PROBLEMS TO SOLVE:
**a.** From the referrer spam text, output the passage that begins at the words "Now in comparison, a" and stops after "once or twice.".
**b.** According to the referrer spam text, what rhythm does the new friend's access pattern follow?

SUPPLIED TEXT:
— Start —

I recognize myself by the referrer with temboz.rfc1437.de - that's my online aggregator. Looks similar - a lot of incorrectly sent referrers. Another user:


aa.bb.cc.dd: 19 accesses, 2005-02-12 14:45:35.00 - 2005-01-31 14:17:07.00
 0015*http://www.muensterland.org/system/weblogUpdates.py
 0002*-
 0001*http://www.google.com/search?q=cocoa+openmcl&ie=UTF-8&oe=UTF ...
 0001*http://blog.schockwellenreiter.de/8136
 0001*http://www.google.com/search?q=%22Rainer+Joswig%22&ie=UTF-8& ...
 0001*http://www.google.com/search?q=IDEKit&hl=de&lr=&c2coff=1&sta ...

This one came more often (across multiple days) via my update page on muensterland.org and also searched for Lisp topics. And they came from the shock wave guy once. Absolutely typical behavior.

Now in comparison, a typical referrer spammer:


aa.bb.cc.dd 6 accesses, 2005-02-12 17:27:27.00 - 2005-02-02 09:25:22.00
 0002*http://tramadol.freakycheats.com/
 0001*http://diet-pills.ronnieazza.com/
 0001*http://phentermine.psxtreme.com/
 0001*http://free-online-poker.yelucie.com/
 0001*http://poker-games.psxtreme.com/

All referrers are direct domain referrers. No "-" referrers - so no accesses without a referrer. No other accesses - if I analyzed it more precisely by page type, it would be noticeable that no images, etc. are accessed. Easy to recognize - just looks sparse. Typical is also that each URL is listed only once or twice.

Now our new friend:


aa.bb.cc.dd: 100 accesses, 2005-02-13 15:06:16.00 - 2005-02-11 07:07:55.00
 0039*-
 0030*http://irish.typepad.com
 0015*http://www208.pair.com
 0015*http://blogs.salon.com
 0015*http://hfilesreviewer.f2o.org
 0015*http://betas.intercom.net
 0005*http://vowe.net
 0005*http://spleenville.com

What stands out are the referrers without a trailing slash - atypical for referrer spam. Also, just normal sites. Also noticeable is that pages are accessed without a referrer - hidden behind these are the RSS feeds. This one is also easily distinguishable from users. Especially since there's a certain rhythm to it - apparently always 15 accesses with one referrer, then switch the referrer. Either the referrer list is quite small, or I was lucky that it tried the same one with me twice - one of them is there 30 times.

Normal bots don't need much comparison - few of them send referrers and are therefore completely uninteresting. I had one that caught my attention:


aa.bb.cc.dd: 5 accesses, 2005-02-13 15:21:26.00 - 2005-01-31 01:01:07.00
 2612*-
 0003*http://www.everyfeed.com/admin/new_site_validation.php?site= ...
 0002*http://www.everyfeed.com/admin/new_site_validation.php?site= ...

— End —

DATASET CONTENT:
— Start —

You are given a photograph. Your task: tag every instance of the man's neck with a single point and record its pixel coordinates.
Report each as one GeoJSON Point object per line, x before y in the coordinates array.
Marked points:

— End —

SOLVED PROBLEMS:
**a.**
Now in comparison, a typical referrer spammer:


aa.bb.cc.dd 6 accesses, 2005-02-12 17:27:27.00 - 2005-02-02 09:25:22.00
 0002*http://tramadol.freakycheats.com/
 0001*http://diet-pills.ronnieazza.com/
 0001*http://phentermine.psxtreme.com/
 0001*http://free-online-poker.yelucie.com/
 0001*http://poker-games.psxtreme.com/

All referrers are direct domain referrers. No "-" referrers - so no accesses without a referrer. No other accesses - if I analyzed it more precisely by page type, it would be noticeable that no images, etc. are accessed. Easy to recognize - just looks sparse. Typical is also that each URL is listed only once or twice.

**b.** It apparently makes 15 accesses with one referrer, then switches to another referrer.